* _EXCERPT_:
The company also noted progress in stabilizing operations in Mexico, where earlier challenges in physician and supplier relationships had slowed the rollout of its integrated care strategy known as the “AunaWay.” Through targeted cost containment and alignment initiatives, management has now contained adverse effects and restored momentum.

Country-Level Performance

Mexico: Stabilization and Strategic Progress

In Mexico, revenues rose by 5% in local currency terms, reflecting improved pricing, a stronger service mix, and growing demand for complex procedures. Though surgical volumes were lower, EBITDA benefited from disciplined cost management and targeted adjustments.

Auna also highlighted progress in implementing key strategic initiatives during the quarter:

  • Recruitment and integration of senior medical directors and specialist physicians.
  • Expansion of the Oncosalud oncology network outside Monterrey.
  • Execution of physician productivity programs.
  • Selective capital deployment to support long-term growth.

Despite FX-related drag, management underscored that Mexico remains the company’s largest long-term growth opportunity, with a healthcare market characterized by significant unmet demand and increasing demand for private care.

Peru: Sustained Growth Across Oncosalud and Healthcare Network

Peru continued to demonstrate strength across both its flagship Oncosalud insurance and healthcare services businesses. Revenue growth was driven by a combination of expanding plan membership, further price adjustments, and rising demand for surgeries and outpatient care.

Capacity expansion initiatives also progressed during the quarter, with Auna investing in infrastructure and staff to meet growing patient demand. In local currency terms, Peru delivered an 8% increase in both revenue and EBITDA, contributing significantly to consolidated results.

Colombia: Improving Risk-Sharing Models

In Colombia, revenues were flat year-over-year in local currency terms, but the ongoing rollout of risk-sharing models introduced last year contributed positively to margins.

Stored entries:
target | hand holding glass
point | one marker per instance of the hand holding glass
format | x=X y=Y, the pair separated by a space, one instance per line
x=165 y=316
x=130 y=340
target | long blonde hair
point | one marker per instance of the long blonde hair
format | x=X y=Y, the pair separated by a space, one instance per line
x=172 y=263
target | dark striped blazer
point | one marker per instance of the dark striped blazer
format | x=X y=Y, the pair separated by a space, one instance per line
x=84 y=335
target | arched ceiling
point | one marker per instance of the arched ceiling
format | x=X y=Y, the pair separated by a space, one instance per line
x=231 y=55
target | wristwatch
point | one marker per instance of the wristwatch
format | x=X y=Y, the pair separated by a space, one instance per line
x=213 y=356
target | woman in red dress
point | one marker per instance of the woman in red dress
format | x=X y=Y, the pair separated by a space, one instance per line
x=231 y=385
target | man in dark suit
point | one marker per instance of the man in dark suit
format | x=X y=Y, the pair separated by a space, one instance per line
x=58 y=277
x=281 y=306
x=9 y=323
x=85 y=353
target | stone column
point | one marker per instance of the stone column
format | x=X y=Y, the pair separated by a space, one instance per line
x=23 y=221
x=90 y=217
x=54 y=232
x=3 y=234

* _WHAT TO DO_:
Reproduce the full excerpt on Auna's quarterly results, word for word.

* _ANSWER SECTION_:
The company also noted progress in stabilizing operations in Mexico, where earlier challenges in physician and supplier relationships had slowed the rollout of its integrated care strategy known as the “AunaWay.” Through targeted cost containment and alignment initiatives, management has now contained adverse effects and restored momentum.

Country-Level Performance

Mexico: Stabilization and Strategic Progress

In Mexico, revenues rose by 5% in local currency terms, reflecting improved pricing, a stronger service mix, and growing demand for complex procedures. Though surgical volumes were lower, EBITDA benefited from disciplined cost management and targeted adjustments.

Auna also highlighted progress in implementing key strategic initiatives during the quarter:

  • Recruitment and integration of senior medical directors and specialist physicians.
  • Expansion of the Oncosalud oncology network outside Monterrey.
  • Execution of physician productivity programs.
  • Selective capital deployment to support long-term growth.

Despite FX-related drag, management underscored that Mexico remains the company’s largest long-term growth opportunity, with a healthcare market characterized by significant unmet demand and increasing demand for private care.

Peru: Sustained Growth Across Oncosalud and Healthcare Network

Peru continued to demonstrate strength across both its flagship Oncosalud insurance and healthcare services businesses. Revenue growth was driven by a combination of expanding plan membership, further price adjustments, and rising demand for surgeries and outpatient care.

Capacity expansion initiatives also progressed during the quarter, with Auna investing in infrastructure and staff to meet growing patient demand. In local currency terms, Peru delivered an 8% increase in both revenue and EBITDA, contributing significantly to consolidated results.

Colombia: Improving Risk-Sharing Models

In Colombia, revenues were flat year-over-year in local currency terms, but the ongoing rollout of risk-sharing models introduced last year contributed positively to margins.